>> START EXTRACT PROVIDED

What impact does a shareholder vote have on M&A litigation in your jurisdiction?

Shareholders who expressed their favourable vote to a resolution approving a transaction cannot challenge it.

As regards joint-stock corporations, shareholders’ resolutions that are not in compliance with the law or company by-laws may be challenged only by those shareholders who were not present at the relevant shareholders’ meeting or that dissented or abstained from the vote (as well as by directors, supervisory board members or statutory auditors). As explained in question 9, resolutions can be challenged by shareholders who own shares with voting rights representing, on aggregate, at least one per 1,000 of the share capital, for companies recurring to risk capital and 5 per cent in other cases.

The by-laws may reduce or exclude such a requirement. Shareholders who do not represent the required share capital (and those who are not entitled to challenge the resolution) are entitled to seek damages suffered by the non-compliance of the resolution with the law or with the by-laws.

As to limited liability companies, quotaholders’ resolutions that are not in compliance with the law or by-laws may be only challenged by those quotaholders who were not present at the relevant quotaholders’ meeting or that dissented or abstained from the vote (as well as by directors, supervisory board members or auditors). The corporate capital quota needed to challenge the resolution is provided by the by-laws of the company.


What role does directors’ and officers’ insurance play in shareholder litigation arising from M&A transactions?

Directors and officers are commonly insured (companies also often sign insurance policies covering directors and officers as part of their directors’ and officers’ insurance policy) against damage claims deriving from breaches of duties set out in the law or by-laws, as long as these do not derive from gross negligence or wilful misconduct.

It is therefore common that, when a director or officer is sued, he or she seeks indemnification from the insurance company. This is usually sought by filing a request for joinder upon the insurance company. Traditionally, insurance companies present pleadings that are twofold and aimed at denying that an obligation to indemnify the director or officer exists, and dismissing claims raised against the director or officer.

Burden of proof

Who has the burden of proof in an M&A litigation - the shareholders or the board members and officers? Does the burden ever shift?

As a general rule, article 2697 ICC establishes that the burden of proof is upon the party making the relevant allegation.

However, in the context of liability claims against directors and officers, the burden of proof depends on whether the shareholders claim losses suffered by the company or individually.

In the first case, the claim is grounded on a contractual breach, and the claimant or injured party is exonerated from demonstrating that a breach occurred as it has to be only alleged, while the defendant or injuring party has the burden to prove that it has complied with the relevant contractual obligation (Supreme Court 30 October 2001, No. 13533). The claimant or injured party shall, in any case, demonstrate the existence of the contract, the occurrence of a loss (as well as its quantification) and causation between the breach and the loss. Accordingly, when shareholders file a claim for damages on behalf of the company, ie, grounded on the failure of the board members or officers to comply with their duties, the shareholders (more correctly, the company) shall prove the existence of the contractual relationship between the parties and the damage, along with its quantification. On the other hand, the members of the board or officers shall prove that they complied with their duties or that the alleged damage cannot be attributed to their behaviour.

If the shareholders act personally and in their own interest against the board members or officers, the general rule under article 2043 ICC will apply, and the plaintiff or injured party shall provide evidence of the unlawful act or omission committed by the director or officer, the causation between the breach and the loss and the wilful misconduct or negligence of the director or officer.

>> END EXTRACT PROVIDED
>> START DATASET RECORDS

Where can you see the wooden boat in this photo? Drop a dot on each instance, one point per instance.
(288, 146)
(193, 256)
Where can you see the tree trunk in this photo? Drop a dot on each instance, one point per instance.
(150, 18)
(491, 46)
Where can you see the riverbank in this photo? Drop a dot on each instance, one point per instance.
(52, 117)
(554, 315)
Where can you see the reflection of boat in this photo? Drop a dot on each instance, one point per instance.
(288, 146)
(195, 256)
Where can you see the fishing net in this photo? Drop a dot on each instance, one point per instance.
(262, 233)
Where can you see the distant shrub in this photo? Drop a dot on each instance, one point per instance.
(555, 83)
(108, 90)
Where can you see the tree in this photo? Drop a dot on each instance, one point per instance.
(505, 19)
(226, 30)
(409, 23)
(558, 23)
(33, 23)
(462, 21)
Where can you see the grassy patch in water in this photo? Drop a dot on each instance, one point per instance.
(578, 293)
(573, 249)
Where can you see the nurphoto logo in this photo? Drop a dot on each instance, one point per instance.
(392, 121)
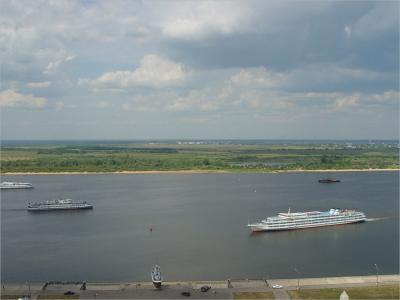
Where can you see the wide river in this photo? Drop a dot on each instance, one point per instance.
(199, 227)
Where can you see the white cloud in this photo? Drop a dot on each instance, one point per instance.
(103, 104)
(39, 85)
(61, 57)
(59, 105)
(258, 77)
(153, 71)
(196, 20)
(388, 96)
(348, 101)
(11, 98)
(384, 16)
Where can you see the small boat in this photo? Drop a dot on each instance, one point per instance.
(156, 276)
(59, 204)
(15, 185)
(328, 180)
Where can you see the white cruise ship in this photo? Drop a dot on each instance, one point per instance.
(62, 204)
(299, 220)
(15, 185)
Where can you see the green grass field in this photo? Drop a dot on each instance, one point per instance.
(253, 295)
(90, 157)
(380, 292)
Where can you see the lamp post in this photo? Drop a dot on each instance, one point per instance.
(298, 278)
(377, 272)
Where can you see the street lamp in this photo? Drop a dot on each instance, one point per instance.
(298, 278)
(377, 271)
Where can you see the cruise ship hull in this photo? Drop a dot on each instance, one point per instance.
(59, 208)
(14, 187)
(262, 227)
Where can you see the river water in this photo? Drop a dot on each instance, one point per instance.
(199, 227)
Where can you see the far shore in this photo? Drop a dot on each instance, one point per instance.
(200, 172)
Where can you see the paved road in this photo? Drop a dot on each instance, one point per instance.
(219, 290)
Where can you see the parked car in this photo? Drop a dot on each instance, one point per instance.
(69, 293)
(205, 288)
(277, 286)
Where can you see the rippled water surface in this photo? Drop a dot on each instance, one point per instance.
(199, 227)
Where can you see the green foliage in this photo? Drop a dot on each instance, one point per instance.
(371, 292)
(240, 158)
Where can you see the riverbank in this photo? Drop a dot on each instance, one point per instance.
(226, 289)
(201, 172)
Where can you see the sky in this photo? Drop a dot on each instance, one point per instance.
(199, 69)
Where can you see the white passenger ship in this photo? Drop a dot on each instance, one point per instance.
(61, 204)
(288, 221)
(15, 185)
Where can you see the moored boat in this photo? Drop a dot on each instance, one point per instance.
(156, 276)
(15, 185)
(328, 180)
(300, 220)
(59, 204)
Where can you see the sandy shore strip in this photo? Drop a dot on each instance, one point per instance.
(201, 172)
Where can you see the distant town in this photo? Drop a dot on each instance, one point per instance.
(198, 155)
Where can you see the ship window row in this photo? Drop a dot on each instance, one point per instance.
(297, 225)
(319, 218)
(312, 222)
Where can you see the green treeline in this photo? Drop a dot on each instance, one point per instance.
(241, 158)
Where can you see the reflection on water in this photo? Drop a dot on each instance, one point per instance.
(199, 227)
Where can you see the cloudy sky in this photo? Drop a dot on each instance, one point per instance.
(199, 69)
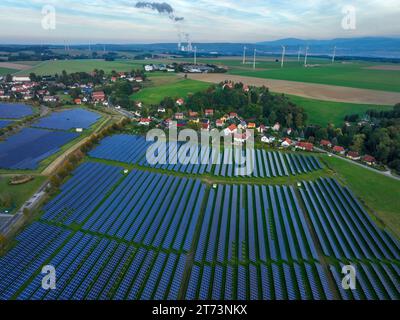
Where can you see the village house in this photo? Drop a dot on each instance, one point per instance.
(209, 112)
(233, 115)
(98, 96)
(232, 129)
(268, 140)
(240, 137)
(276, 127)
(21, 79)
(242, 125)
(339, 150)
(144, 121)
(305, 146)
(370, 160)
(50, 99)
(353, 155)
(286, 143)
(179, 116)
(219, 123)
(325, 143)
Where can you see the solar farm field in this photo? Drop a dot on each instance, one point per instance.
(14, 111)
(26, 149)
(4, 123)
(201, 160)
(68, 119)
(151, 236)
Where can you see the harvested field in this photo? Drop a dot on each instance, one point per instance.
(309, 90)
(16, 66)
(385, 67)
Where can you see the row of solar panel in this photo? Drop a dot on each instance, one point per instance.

>> END DATASET RECORDS
>> START DATASET RECORDS

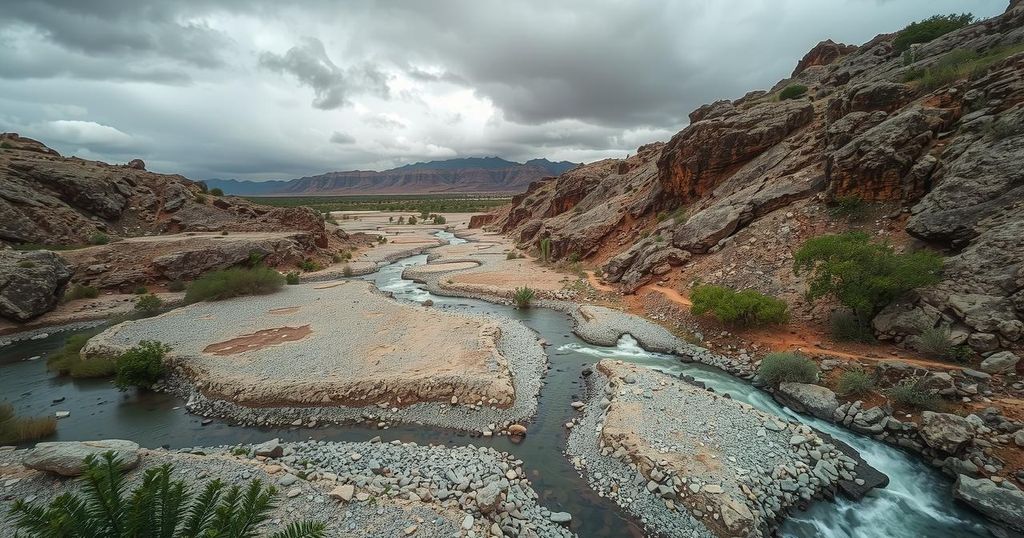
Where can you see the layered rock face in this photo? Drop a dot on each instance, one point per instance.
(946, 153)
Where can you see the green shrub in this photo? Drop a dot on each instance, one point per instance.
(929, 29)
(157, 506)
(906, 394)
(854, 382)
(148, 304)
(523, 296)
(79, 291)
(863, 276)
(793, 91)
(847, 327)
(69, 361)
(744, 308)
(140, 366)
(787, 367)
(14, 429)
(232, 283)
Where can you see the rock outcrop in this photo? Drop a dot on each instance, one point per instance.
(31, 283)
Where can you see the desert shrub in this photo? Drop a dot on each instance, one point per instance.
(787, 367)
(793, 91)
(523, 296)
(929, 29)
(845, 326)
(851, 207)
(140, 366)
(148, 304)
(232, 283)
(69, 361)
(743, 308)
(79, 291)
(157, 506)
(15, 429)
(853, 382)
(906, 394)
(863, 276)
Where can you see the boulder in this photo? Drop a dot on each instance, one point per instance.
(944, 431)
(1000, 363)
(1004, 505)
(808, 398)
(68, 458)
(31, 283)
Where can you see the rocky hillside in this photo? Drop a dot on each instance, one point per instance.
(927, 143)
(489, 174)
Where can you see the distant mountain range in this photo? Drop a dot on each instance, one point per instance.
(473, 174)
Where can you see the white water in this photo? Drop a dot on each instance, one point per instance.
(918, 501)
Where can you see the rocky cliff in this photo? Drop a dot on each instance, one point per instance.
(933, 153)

>> END DATASET RECORDS

JOBS.
1. Using the M&A litigation text, answer each question in a single line.
(a) For companies recurring to risk capital, what minimum portion of the share capital must the challenging shareholders' voting shares represent?
(b) Which article sets the general rule that the burden of proof lies with the party making the allegation?
(c) How does a sued director or officer usually seek indemnification from the insurance company?
2. Write a continuation of the M&A litigation text, starting after its final sentence.

THE ANSWERS.
1.
(a) At least one per 1,000 of the share capital, on aggregate.
(b) Article 2697 ICC.
(c) By filing a request for joinder upon the insurance company.

2.
Pre-litigation tools

Are there pre-litigation tools that enable shareholders to investigate potential claims against board members or executives?

As for limited liability companies, pursuant to article 2476 ICC, quota-holders who are not directors or members of the board have the right to obtain from the directors updates regarding the status of operations; and to examine the corporate books and records, even with the assistance of a professional adviser.

As for joint-stock companies, shareholders’ right to examine and make copies is restricted to certain corporate books (article 2422 ICC), as the control regarding correct management generally lies with the statutory auditors. Pursuant to article 2409 ICC, when there is a reasonable ground to deem that directors have committed a serious breach relating to management, possibly causing losses to the company or controlled companies, a certain number of shareholders (minimum thresholds can be modified by corporate laws) can refer the relevant facts to the competent court. The court may, inter alia, order an inspection or even appoint a judicial director.

In the framework of mergers, a copy of the following documents, inter alia, shall be shared with the shareholders (30 days before the meeting resolving upon the transaction): the merger plan; the financial reports of the last three years of the companies taking part to the transaction, along with the reports of the board of directors and auditing firm; and the up-to-date financial status of the companies taking part in the transaction (article 2501-septies ICC).

Each shareholder can inspect said documents and obtain a free copy of them.


Are there jurisdictional or other rules limiting where shareholders can bring M&A litigation?

Provided that the company is sued, the general rule under Italian law is that proceedings shall take place where the company has its headquarters or its registered offices (article 19 ICCP).

While by-laws can derogate from such provision and provide that claims shall be brought before a different court (articles 28 to 29 ICCP), that option is not applicable, inter alia, to claims raised by shareholders to challenge the validity of any resolution, including the one that authorises the merger or acquisition, pursuant to article 2378 ICC (this rule was confirmed by the Supreme Court in judgment No. 19039 of 11 September 2007), as well as to disputes between shareholders.

Further limitations are provided by law in relation to, inter alia, interim proceedings, enforcement proceedings and insolvency proceedings.

Furthermore, it is common that companies’ by-laws provide that any dispute among the company, shareholders and directors shall be settled through arbitration. Under Italian law, arbitrators are generally prevented from ordering interim measures, with very limited exceptions relating to the order of suspension of the effectiveness of resolutions.

Expedited proceedings and discovery

Does your jurisdiction permit expedited proceedings and discovery in M&A litigation? What are the most common discovery issues that arise?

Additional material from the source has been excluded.